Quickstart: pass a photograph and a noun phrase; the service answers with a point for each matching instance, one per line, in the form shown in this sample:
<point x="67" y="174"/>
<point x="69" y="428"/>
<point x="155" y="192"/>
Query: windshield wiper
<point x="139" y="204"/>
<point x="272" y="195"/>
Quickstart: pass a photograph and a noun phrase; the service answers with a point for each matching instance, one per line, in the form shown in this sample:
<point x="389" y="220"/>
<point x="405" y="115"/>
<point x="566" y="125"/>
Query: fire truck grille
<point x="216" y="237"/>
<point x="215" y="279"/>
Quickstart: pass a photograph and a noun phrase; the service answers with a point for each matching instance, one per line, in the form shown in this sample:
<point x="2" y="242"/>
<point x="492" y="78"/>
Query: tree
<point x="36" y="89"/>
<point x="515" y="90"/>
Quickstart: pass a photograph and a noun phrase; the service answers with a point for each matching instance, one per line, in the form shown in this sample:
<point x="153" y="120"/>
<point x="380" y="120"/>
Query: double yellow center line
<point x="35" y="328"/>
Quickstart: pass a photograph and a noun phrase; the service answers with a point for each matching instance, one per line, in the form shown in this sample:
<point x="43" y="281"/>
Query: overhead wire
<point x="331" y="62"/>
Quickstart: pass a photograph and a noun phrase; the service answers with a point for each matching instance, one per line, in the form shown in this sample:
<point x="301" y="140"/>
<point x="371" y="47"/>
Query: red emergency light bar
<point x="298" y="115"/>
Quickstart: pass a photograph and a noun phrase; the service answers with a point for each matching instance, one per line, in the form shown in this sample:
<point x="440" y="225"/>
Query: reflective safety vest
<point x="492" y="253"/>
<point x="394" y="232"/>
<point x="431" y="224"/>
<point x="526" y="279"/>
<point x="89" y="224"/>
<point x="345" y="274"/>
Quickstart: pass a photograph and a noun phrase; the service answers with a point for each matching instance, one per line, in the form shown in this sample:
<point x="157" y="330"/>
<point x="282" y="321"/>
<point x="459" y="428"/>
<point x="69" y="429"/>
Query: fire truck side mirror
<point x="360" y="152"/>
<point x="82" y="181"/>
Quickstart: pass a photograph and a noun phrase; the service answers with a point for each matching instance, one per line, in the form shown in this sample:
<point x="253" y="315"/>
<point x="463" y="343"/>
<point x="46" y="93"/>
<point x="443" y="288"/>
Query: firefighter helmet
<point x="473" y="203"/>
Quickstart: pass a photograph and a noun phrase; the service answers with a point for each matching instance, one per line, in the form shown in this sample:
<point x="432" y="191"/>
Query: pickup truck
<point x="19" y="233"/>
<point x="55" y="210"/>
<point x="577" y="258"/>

**How to complete this task:**
The records above should be given again in full, exactly as written.

**Answer box:**
Quickstart: pass a photograph and a noun phrase; the service answers with a point for each matching instance, one per line, in the form shown in this sample:
<point x="67" y="174"/>
<point x="69" y="428"/>
<point x="155" y="192"/>
Query: windshield wiper
<point x="139" y="204"/>
<point x="272" y="195"/>
Quickstart: pass a photograph and a noun phrase; the service answers with a point for each matching instance, one per line, in the form shown in this sample:
<point x="389" y="220"/>
<point x="405" y="115"/>
<point x="566" y="125"/>
Query: fire truck grille
<point x="216" y="237"/>
<point x="215" y="279"/>
Quickstart: pass a photograph and a noun phrase; the service answers with a point for each matching instance, one per line, in the form shown in this sample:
<point x="2" y="242"/>
<point x="492" y="78"/>
Query: tree
<point x="36" y="89"/>
<point x="515" y="90"/>
Quickstart: pass a photograph and a noun phrase; the service answers with a point for each matching instance, one per line, in the form shown in this sample:
<point x="153" y="120"/>
<point x="380" y="120"/>
Query: double yellow center line
<point x="35" y="328"/>
Quickstart: pass a photograph and a noun phrase; the service answers with a point for each matching instance, one per line, in the form shown in this sample:
<point x="43" y="281"/>
Query: overhead wire
<point x="331" y="62"/>
Quickstart: pass a photograph and a noun phrase; the service answers with a point for each matching instance, one per line, in the form shown in this sample:
<point x="301" y="140"/>
<point x="371" y="47"/>
Query: red emergency light bar
<point x="298" y="115"/>
Quickstart: pass a photograph and a noun phrase; the service answers with a point for each matching instance, one per line, in the form shown in this sample:
<point x="440" y="225"/>
Query: reflective safety vest
<point x="492" y="253"/>
<point x="394" y="232"/>
<point x="431" y="224"/>
<point x="526" y="279"/>
<point x="89" y="224"/>
<point x="345" y="274"/>
Quickstart: pass a photograph and a noun phrase; the service answers with a point for each matching instance, one per line, in the form shown in this sample:
<point x="157" y="330"/>
<point x="282" y="321"/>
<point x="459" y="428"/>
<point x="69" y="429"/>
Query: fire truck side mirror
<point x="360" y="152"/>
<point x="82" y="181"/>
Quickstart: pass a photograph and a noun phrase; the service answers with a point for each matching instance, one per line, in the form shown in this sample:
<point x="253" y="315"/>
<point x="463" y="343"/>
<point x="46" y="93"/>
<point x="443" y="288"/>
Query: firefighter helmet
<point x="473" y="203"/>
Quickstart: pass a photograph and a noun phrase; the service answers with a point for each matching instance, one per line, in the form shown in this sample:
<point x="432" y="191"/>
Query: pickup truck
<point x="19" y="233"/>
<point x="55" y="210"/>
<point x="577" y="258"/>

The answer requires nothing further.